— Your instructions —
Copy out the following lines word for word.

— Data —
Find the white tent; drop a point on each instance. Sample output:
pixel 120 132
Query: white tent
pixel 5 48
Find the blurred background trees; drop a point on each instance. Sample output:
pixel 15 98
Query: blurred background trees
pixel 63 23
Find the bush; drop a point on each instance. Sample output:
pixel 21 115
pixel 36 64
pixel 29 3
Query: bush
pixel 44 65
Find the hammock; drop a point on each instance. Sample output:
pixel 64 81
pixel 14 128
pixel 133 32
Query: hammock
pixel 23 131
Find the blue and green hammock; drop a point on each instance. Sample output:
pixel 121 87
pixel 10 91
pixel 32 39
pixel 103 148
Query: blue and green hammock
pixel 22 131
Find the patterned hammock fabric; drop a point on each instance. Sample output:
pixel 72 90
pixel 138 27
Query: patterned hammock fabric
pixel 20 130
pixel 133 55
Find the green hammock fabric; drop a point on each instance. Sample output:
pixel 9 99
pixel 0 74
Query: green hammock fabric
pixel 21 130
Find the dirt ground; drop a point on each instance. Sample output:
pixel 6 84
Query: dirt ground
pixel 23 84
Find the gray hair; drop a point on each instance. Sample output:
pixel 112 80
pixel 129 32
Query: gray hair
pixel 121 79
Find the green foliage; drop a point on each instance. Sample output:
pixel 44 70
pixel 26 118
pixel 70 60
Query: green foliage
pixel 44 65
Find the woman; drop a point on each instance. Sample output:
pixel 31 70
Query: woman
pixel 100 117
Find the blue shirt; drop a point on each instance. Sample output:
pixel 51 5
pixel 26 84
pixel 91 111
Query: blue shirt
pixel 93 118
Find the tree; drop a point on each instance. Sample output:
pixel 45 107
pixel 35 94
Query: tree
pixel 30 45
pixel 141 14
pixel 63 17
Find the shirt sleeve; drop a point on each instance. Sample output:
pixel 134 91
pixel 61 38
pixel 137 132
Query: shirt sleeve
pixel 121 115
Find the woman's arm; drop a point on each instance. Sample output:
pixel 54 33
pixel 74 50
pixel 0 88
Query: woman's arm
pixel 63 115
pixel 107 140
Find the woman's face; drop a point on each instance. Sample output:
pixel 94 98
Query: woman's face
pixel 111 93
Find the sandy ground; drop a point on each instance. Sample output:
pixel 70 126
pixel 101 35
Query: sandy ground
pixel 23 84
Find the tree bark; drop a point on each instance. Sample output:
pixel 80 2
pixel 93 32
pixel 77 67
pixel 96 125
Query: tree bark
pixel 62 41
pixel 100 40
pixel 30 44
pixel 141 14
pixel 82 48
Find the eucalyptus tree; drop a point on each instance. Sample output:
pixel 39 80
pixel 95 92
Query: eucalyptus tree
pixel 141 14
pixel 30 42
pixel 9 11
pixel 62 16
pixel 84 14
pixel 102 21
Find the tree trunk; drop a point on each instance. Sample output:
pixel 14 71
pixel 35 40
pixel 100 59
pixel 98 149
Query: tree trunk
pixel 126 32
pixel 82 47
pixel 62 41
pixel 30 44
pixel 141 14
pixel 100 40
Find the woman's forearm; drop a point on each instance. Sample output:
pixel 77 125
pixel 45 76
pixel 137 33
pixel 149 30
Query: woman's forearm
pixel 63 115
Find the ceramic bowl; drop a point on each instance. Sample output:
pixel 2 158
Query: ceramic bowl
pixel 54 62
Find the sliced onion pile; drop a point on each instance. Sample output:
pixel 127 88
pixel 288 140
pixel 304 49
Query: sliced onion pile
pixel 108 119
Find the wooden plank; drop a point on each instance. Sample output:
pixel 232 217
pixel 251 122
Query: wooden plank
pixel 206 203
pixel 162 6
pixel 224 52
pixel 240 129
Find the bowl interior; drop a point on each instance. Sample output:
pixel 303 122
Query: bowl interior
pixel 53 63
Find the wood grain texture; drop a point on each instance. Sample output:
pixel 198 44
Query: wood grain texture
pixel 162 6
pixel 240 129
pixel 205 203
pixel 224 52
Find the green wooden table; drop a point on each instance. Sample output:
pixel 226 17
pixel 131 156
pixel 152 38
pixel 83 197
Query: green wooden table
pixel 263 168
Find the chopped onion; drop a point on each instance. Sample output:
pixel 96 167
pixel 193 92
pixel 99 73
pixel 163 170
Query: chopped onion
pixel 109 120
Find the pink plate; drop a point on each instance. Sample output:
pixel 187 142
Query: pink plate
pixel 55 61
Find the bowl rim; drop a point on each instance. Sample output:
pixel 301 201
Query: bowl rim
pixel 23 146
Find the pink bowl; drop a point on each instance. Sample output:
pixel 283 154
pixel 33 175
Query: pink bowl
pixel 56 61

— Full solution —
Find the white tent; drop a point on each instance. Sample output:
pixel 120 132
Query: white tent
pixel 5 48
Find the blurred background trees; drop a point on each instance. Sample output:
pixel 15 98
Query: blurred background trees
pixel 63 23
Find the bush; drop a point on each instance. Sample output:
pixel 21 115
pixel 36 64
pixel 29 3
Query: bush
pixel 44 65
Find the hammock; drop a point on each instance. Sample output:
pixel 64 81
pixel 14 128
pixel 133 32
Query: hammock
pixel 23 131
Find the blue and green hammock; drop a point on each instance. Sample output:
pixel 121 87
pixel 10 91
pixel 32 39
pixel 103 148
Query: blue and green hammock
pixel 22 131
Find the patterned hammock fabric; drop a point on each instance. Sample output:
pixel 72 90
pixel 138 27
Query: patterned hammock fabric
pixel 20 130
pixel 133 55
Find the green hammock fabric; drop a point on each instance. Sample output:
pixel 9 99
pixel 0 74
Query: green hammock fabric
pixel 21 130
Find the dirt ground; drop a point on each instance. Sample output:
pixel 6 84
Query: dirt ground
pixel 23 84
Find the gray hair; drop a point on each instance. Sample output:
pixel 112 80
pixel 129 32
Query: gray hair
pixel 121 79
Find the green foliage; drop a point on each instance. Sample output:
pixel 44 70
pixel 26 118
pixel 70 60
Query: green foliage
pixel 44 65
Find the woman; drop a point on each instance. Sample output:
pixel 31 70
Query: woman
pixel 100 117
Find the blue shirt; drop a point on each instance. Sample output:
pixel 51 5
pixel 26 84
pixel 91 111
Query: blue shirt
pixel 93 118
Find the tree; drop a point on each instance. Sample output:
pixel 45 107
pixel 35 94
Query: tree
pixel 30 45
pixel 141 14
pixel 63 17
Find the shirt sleeve; drop a point on each instance. Sample output:
pixel 134 91
pixel 61 38
pixel 137 132
Query: shirt sleeve
pixel 121 115
Find the woman's arm; drop a point on each instance. Sample output:
pixel 54 33
pixel 74 50
pixel 0 88
Query: woman's arm
pixel 63 115
pixel 107 140
Find the woman's face; drop a point on each instance. Sample output:
pixel 94 98
Query: woman's face
pixel 111 93
Find the sandy ground; drop a point on each instance. Sample output:
pixel 70 126
pixel 101 35
Query: sandy ground
pixel 23 84
Find the tree bark; drop a point on each instance. Sample output:
pixel 80 2
pixel 93 32
pixel 77 67
pixel 96 125
Query: tree bark
pixel 62 41
pixel 100 40
pixel 30 44
pixel 141 14
pixel 82 48
Find the eucalyptus tree; drop a point on each instance. Sample output:
pixel 39 80
pixel 95 92
Query: eucalyptus tree
pixel 141 14
pixel 30 42
pixel 9 11
pixel 62 16
pixel 84 14
pixel 102 21
Find the tree trunk; drop a point on each instance. Sample output:
pixel 14 71
pixel 35 40
pixel 100 59
pixel 98 149
Query: tree trunk
pixel 126 32
pixel 82 47
pixel 62 41
pixel 30 44
pixel 141 14
pixel 100 40
Find the woman's forearm; drop a point on each instance. Sample output:
pixel 77 125
pixel 45 76
pixel 137 33
pixel 149 30
Query: woman's forearm
pixel 63 115
Find the ceramic bowl; drop a point on each instance. Sample output:
pixel 2 158
Query: ceramic bowl
pixel 54 62
Find the sliced onion pile; drop a point on each instance. Sample output:
pixel 127 88
pixel 288 140
pixel 304 49
Query: sliced onion pile
pixel 108 119
Find the wooden plank; drop a point on each instance. Sample output:
pixel 232 217
pixel 251 122
Query: wooden plank
pixel 206 203
pixel 162 6
pixel 224 52
pixel 240 129
Find the bowl interior; drop a point on each instance. Sample output:
pixel 303 122
Query: bowl interior
pixel 53 63
Find the wood grain texture; drop a point on each instance. Sample output:
pixel 198 44
Query: wood grain texture
pixel 162 6
pixel 240 129
pixel 205 203
pixel 224 52
Find the green wooden table; drop a point on each instance. Sample output:
pixel 226 17
pixel 131 156
pixel 152 38
pixel 83 197
Query: green wooden table
pixel 263 168
Find the chopped onion; drop a point on each instance. Sample output:
pixel 96 167
pixel 193 92
pixel 99 73
pixel 163 170
Query: chopped onion
pixel 109 120
Find the pink plate; drop a point on each instance. Sample output:
pixel 187 142
Query: pink plate
pixel 55 61
Find the bowl rim; drop a point on each instance. Sample output:
pixel 301 201
Query: bowl rim
pixel 23 146
Find the pink bowl; drop a point on each instance. Sample output:
pixel 283 154
pixel 33 175
Query: pink bowl
pixel 56 61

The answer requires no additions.